[Records provided]:

┌────────

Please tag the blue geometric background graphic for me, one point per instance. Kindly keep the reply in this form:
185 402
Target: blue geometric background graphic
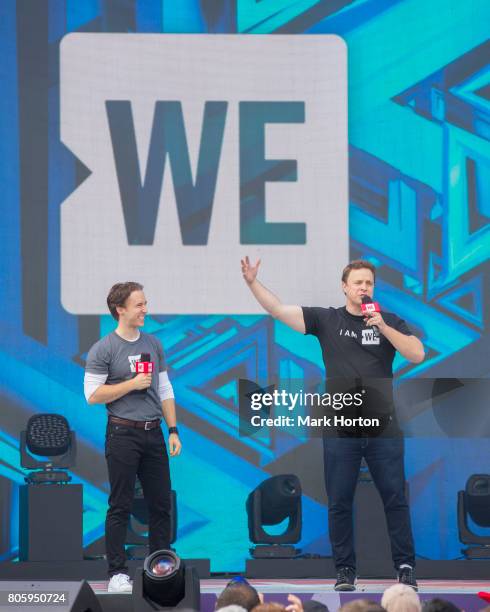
419 176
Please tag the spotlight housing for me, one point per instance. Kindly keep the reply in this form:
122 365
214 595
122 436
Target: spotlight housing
274 500
49 436
474 502
165 582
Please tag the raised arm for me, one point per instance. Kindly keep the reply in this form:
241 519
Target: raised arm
292 316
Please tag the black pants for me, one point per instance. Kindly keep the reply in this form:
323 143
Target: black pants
384 457
132 452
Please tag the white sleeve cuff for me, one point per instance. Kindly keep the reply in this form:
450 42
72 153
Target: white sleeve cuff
165 390
92 382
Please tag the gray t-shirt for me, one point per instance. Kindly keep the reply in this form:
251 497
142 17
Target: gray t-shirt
115 357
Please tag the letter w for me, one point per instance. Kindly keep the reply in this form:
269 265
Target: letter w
140 200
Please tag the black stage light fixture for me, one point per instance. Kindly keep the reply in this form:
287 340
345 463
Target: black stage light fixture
474 502
48 435
274 500
165 582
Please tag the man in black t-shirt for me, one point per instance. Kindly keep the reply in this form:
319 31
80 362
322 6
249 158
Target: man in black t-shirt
356 346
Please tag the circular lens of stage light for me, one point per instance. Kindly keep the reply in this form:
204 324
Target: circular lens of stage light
162 567
164 578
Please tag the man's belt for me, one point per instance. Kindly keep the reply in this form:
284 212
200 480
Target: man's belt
146 425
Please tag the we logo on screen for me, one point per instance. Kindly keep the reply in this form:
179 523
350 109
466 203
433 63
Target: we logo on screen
203 149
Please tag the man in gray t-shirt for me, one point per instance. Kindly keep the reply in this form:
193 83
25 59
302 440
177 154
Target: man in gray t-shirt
134 441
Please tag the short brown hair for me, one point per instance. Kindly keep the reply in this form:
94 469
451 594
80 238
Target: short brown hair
238 594
357 264
118 295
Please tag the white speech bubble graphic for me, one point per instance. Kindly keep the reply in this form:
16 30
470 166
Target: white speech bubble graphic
192 70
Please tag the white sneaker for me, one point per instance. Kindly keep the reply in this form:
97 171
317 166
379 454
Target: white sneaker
120 583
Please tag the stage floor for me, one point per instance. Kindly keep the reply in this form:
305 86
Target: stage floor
463 593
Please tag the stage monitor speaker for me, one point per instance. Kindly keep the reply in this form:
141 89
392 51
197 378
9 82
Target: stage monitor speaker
37 594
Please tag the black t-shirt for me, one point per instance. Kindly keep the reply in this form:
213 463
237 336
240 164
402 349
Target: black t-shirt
350 348
357 358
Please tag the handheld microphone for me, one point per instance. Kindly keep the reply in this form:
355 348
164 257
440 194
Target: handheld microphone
144 365
369 306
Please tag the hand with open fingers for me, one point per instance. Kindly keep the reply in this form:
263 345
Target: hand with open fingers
249 272
296 604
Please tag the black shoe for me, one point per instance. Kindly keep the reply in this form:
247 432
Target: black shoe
346 579
406 575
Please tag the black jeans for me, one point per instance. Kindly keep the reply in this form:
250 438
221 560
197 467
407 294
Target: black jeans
384 457
130 452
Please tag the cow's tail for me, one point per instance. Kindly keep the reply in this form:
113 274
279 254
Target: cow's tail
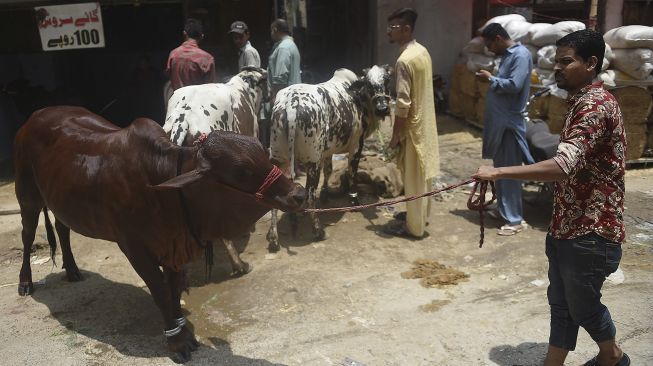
52 240
292 127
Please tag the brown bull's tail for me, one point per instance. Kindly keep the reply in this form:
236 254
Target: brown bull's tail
208 257
52 240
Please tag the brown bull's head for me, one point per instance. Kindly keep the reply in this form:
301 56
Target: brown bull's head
221 190
372 89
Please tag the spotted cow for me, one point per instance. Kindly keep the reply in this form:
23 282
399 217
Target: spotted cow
310 123
234 106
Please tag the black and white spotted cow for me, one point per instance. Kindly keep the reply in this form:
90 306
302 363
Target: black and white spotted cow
310 123
234 106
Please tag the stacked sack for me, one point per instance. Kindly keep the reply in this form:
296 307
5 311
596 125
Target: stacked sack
632 46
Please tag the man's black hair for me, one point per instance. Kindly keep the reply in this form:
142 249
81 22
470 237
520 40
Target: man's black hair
193 28
407 16
586 43
492 30
281 25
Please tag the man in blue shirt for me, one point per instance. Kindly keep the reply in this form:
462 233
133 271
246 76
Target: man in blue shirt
504 128
283 65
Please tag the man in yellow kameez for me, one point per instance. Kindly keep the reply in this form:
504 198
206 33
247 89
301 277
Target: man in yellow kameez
414 128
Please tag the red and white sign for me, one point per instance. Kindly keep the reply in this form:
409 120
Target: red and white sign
73 26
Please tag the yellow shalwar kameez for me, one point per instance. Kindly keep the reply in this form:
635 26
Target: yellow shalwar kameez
419 159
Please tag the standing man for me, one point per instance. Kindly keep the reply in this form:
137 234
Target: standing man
188 64
414 129
283 65
283 70
583 245
247 55
504 128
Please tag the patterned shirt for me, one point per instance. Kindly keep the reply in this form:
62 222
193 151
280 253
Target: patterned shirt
592 154
190 65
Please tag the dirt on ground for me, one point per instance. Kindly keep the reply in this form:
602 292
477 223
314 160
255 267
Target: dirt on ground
343 301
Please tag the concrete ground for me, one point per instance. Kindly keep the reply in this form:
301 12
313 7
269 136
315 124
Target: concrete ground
341 301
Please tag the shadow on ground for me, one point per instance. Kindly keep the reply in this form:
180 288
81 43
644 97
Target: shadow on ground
122 316
524 354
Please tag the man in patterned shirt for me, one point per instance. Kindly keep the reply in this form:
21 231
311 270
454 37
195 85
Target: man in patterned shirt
583 245
188 64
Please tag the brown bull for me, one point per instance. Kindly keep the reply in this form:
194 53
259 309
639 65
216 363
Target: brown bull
133 186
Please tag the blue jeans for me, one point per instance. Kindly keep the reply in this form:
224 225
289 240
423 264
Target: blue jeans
509 191
577 269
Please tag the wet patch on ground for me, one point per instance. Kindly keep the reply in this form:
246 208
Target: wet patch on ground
434 274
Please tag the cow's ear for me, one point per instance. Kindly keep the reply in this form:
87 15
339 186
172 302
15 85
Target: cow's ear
388 69
180 181
357 87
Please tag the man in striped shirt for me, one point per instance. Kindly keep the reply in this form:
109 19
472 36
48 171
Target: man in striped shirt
188 64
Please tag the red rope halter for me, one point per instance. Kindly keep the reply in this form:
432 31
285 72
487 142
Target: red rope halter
272 177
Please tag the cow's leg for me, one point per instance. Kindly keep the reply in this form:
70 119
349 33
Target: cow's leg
238 267
353 172
30 220
327 169
180 339
72 271
273 234
177 283
312 181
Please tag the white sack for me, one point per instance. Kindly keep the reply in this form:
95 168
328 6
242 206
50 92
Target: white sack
543 74
536 27
477 61
636 62
546 57
549 35
533 50
503 20
477 45
518 31
630 36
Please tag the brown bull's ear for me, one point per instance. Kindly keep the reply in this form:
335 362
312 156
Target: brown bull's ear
180 181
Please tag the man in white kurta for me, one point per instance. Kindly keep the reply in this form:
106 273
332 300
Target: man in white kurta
414 129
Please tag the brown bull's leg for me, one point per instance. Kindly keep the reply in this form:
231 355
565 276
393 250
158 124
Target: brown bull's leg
273 234
327 169
239 267
72 271
312 181
30 220
180 339
178 283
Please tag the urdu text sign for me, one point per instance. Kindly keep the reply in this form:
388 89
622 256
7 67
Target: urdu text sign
73 26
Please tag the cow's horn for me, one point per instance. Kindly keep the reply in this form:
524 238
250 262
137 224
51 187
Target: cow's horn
180 181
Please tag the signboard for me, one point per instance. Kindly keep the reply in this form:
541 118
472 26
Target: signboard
68 27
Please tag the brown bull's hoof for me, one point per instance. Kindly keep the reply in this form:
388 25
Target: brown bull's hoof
245 269
273 247
74 275
25 288
353 199
319 234
182 345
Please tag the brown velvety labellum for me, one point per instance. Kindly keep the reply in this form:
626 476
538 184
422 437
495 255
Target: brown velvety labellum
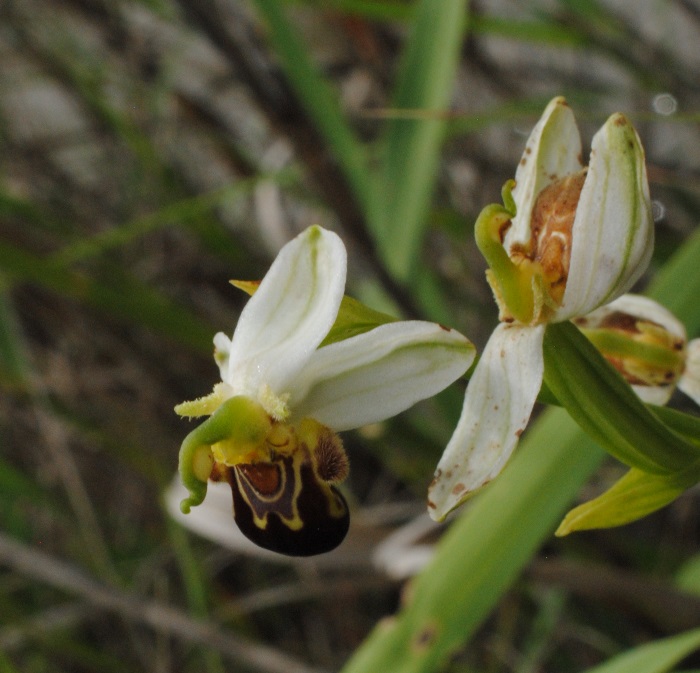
273 512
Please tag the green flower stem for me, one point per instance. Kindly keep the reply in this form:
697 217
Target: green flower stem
612 342
514 282
608 410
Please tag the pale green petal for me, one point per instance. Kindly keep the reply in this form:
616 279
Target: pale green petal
553 151
497 408
378 374
613 232
290 314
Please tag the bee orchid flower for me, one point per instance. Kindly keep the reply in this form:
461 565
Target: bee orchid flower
567 240
285 393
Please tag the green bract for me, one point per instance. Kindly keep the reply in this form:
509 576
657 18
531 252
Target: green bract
566 241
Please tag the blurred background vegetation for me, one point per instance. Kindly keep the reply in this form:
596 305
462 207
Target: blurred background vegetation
153 149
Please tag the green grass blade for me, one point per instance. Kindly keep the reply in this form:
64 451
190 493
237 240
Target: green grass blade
124 297
656 657
412 146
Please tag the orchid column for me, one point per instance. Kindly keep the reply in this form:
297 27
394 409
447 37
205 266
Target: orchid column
567 240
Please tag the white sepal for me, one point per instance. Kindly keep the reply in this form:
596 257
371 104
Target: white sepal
378 374
689 382
497 408
290 314
613 231
553 151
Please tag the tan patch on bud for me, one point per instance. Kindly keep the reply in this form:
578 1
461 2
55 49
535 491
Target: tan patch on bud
552 221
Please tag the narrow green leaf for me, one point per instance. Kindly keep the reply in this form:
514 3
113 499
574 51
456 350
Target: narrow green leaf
483 551
604 405
412 146
656 657
634 496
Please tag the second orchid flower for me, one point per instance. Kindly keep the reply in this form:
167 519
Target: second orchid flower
567 240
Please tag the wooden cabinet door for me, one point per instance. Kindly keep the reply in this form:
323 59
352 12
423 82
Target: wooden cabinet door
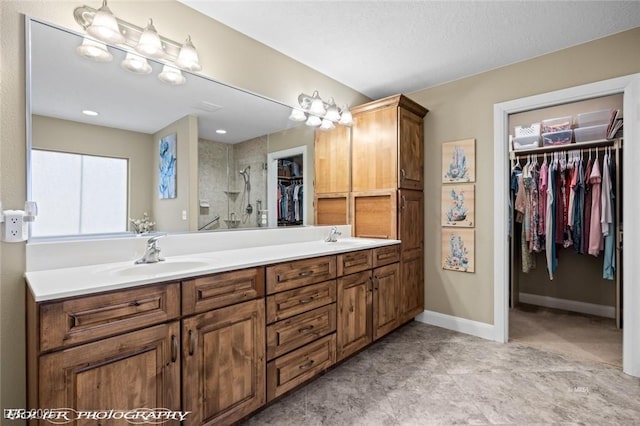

└────────

Report every line in the lines above that contains the word "bubble", copying each one in full. Case counts.

[Task solution]:
Please tag the white speech bubble graphic for me, one point per instance. Kindly keep the reply in this form:
Target: white speech bubble graphic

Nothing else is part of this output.